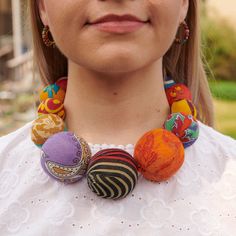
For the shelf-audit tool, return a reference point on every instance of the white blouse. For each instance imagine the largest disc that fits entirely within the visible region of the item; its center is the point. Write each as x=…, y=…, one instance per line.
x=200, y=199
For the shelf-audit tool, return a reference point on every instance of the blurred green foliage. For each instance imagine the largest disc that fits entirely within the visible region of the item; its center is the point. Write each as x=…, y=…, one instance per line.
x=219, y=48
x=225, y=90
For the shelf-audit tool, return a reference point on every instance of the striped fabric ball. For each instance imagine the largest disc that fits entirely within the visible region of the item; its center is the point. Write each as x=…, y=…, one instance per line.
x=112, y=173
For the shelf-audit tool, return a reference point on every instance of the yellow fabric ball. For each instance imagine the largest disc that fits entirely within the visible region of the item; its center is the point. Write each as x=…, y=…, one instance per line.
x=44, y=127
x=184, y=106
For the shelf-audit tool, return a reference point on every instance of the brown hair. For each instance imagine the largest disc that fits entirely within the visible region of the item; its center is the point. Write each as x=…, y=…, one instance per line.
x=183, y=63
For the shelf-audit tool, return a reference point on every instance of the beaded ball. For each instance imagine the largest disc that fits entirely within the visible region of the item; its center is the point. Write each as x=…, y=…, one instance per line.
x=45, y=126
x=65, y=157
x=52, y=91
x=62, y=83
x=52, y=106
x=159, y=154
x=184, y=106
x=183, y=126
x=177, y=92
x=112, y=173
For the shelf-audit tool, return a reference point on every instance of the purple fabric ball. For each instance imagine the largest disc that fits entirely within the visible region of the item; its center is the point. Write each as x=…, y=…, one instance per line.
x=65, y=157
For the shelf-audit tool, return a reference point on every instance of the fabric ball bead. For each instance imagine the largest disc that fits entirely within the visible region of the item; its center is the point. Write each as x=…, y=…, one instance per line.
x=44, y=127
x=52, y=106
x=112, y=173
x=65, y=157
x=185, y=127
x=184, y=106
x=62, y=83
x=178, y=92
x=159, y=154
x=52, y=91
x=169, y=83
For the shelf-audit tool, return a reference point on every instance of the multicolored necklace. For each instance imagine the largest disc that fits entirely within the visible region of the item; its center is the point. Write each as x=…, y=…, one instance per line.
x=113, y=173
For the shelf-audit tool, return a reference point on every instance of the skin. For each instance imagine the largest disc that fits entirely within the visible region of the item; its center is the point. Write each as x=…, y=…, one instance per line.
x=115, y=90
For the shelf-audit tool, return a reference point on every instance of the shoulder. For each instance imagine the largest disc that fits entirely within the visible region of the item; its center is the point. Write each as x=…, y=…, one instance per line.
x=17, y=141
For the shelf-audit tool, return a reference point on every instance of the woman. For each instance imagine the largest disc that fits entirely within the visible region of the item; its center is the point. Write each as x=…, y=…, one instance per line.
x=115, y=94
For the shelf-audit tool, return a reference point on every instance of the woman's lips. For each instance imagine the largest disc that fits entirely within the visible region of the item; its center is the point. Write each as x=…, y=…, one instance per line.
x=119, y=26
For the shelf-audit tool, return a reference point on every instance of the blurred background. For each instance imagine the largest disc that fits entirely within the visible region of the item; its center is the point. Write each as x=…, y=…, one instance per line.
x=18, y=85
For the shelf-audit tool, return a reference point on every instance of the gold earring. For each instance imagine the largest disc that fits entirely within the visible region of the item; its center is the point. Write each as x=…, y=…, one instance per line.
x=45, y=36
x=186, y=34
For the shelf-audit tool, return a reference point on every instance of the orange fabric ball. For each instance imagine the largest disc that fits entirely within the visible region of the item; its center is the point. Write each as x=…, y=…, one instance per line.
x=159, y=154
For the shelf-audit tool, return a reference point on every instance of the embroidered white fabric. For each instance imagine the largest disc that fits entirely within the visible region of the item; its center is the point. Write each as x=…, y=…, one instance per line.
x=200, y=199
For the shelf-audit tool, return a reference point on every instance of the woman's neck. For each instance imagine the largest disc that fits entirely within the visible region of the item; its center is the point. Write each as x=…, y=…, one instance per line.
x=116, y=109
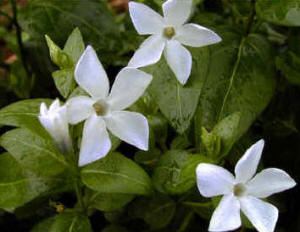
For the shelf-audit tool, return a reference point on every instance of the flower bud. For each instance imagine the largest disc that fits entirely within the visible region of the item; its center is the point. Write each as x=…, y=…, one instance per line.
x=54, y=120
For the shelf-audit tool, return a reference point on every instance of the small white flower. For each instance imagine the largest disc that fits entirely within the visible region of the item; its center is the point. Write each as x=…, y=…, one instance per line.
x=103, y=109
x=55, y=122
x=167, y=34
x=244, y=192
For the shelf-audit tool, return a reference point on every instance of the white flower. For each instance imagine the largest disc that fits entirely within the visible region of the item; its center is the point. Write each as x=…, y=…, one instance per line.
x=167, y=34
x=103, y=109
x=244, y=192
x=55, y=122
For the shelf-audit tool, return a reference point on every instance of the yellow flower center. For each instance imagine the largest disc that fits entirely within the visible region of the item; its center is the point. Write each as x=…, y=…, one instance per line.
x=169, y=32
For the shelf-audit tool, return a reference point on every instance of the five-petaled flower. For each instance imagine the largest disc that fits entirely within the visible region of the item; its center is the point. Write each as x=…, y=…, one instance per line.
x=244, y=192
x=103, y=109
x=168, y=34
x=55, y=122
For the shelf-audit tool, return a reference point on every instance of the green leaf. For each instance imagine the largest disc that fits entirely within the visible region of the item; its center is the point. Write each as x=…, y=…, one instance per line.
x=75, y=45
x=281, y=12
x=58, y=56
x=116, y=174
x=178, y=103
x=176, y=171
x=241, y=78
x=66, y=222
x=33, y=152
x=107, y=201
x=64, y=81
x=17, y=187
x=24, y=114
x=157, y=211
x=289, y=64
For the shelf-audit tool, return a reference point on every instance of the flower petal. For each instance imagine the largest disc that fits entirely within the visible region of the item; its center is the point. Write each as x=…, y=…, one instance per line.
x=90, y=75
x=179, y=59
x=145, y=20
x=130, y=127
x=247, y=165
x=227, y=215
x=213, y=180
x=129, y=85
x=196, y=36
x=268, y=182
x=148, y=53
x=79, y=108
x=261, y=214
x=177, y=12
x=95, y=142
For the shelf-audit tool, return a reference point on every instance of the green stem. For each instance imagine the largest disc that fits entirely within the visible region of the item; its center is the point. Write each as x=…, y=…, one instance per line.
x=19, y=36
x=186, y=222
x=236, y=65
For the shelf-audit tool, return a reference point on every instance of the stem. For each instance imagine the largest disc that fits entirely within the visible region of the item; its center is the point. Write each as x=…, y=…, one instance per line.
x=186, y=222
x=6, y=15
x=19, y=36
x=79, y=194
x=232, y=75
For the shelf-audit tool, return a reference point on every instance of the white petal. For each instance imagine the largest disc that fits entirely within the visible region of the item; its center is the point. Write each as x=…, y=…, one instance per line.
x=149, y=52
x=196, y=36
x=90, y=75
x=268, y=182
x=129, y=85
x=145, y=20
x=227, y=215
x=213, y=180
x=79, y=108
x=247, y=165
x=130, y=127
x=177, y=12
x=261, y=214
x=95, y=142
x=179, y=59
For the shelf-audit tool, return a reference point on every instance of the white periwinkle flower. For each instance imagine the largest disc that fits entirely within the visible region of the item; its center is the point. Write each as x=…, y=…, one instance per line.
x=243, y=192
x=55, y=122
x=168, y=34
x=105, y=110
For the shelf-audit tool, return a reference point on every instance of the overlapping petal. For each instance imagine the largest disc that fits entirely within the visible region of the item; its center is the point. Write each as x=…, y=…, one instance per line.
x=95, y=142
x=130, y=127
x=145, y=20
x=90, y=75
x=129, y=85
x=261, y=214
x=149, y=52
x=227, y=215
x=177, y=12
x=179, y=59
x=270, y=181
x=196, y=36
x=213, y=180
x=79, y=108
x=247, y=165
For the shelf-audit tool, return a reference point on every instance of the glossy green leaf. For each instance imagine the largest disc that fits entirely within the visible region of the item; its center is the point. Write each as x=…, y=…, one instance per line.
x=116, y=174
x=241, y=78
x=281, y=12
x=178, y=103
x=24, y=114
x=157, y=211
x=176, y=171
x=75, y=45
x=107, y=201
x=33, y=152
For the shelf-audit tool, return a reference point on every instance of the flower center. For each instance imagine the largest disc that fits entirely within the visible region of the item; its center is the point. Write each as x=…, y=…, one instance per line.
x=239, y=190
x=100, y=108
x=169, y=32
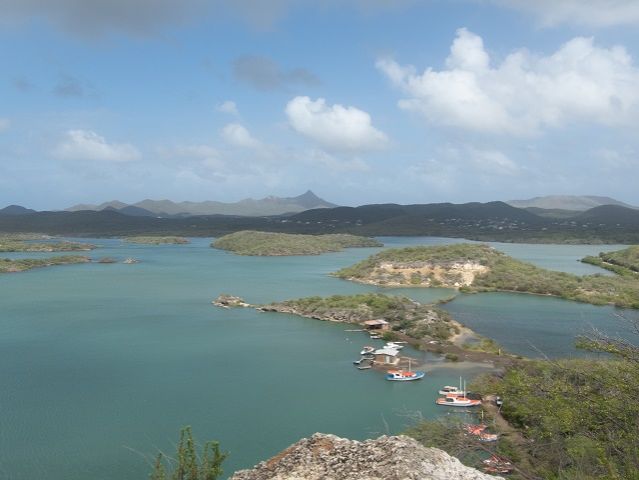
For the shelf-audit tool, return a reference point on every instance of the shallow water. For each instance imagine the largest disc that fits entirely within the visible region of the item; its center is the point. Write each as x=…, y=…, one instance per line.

☆ ☆ ☆

• STATED TASK: Could you turn everything in the rows above, from the line containing "of the stem." down to the line containing "x=232, y=75", into a numbered list without blank lines?

• WRITTEN ANSWER:
1. For the shelf-audit tool, return a reference point on every instance of the stem. For each instance imagine the largest disc that fits entirely within the visible region of the item; its center is the point. Write each as x=…, y=…, one instance per line.
2. x=186, y=222
3. x=6, y=15
4. x=19, y=36
5. x=79, y=194
6. x=232, y=75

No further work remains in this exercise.